▶ [Lines of data]:

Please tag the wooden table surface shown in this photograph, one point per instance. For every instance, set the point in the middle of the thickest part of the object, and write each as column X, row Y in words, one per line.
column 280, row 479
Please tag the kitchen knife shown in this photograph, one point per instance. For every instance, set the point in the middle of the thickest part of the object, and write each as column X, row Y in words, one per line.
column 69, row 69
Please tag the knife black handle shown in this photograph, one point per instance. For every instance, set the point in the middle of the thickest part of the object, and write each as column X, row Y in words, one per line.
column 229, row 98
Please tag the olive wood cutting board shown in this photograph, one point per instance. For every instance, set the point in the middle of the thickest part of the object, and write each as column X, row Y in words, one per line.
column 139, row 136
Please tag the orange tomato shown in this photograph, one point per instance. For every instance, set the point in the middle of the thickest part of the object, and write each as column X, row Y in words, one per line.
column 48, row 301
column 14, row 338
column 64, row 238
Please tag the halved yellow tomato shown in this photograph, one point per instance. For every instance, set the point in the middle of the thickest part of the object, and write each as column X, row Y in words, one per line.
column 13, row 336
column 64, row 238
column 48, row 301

▶ [What the task requires]:
Reproduce every line of the listing above without any changes, keeping the lines in the same order.

▶ [Response for this exercise]:
Please tag the wooden table surface shown in this photograph, one point per instance. For every instance, set the point in the middle of the thickest part of the object, and write each as column X, row Y in words, one per line.
column 280, row 479
Please tag the kitchen knife shown in this photograph, one point per instance. For every instance, set the point in the middle of the thickest part of the object, and write each as column X, row Y in words, one per line.
column 69, row 69
Please tag the knife black handle shown in this photograph, one point per instance. For every instance, set the point in the middle of the thickest part of the object, and write each as column X, row Y in words, one per line.
column 229, row 98
Please tag the olive wood cutting board shown in this photograph, one point per instance. For every instance, set the point in the middle of the thickest part of the object, and write each as column X, row Y in words, one per line.
column 139, row 136
Please tag the orange tomato shown in this photograph, one point per instance. For every instance, set the point in the middle of the thickest part of the object, and write each as column X, row Y in words, one per line.
column 48, row 301
column 14, row 338
column 64, row 238
Please tag the halved yellow tomato shown in this photograph, one point per instance. For every instance, set the point in the middle of the thickest part of the object, and write each as column X, row Y in words, one per line.
column 13, row 336
column 64, row 238
column 48, row 301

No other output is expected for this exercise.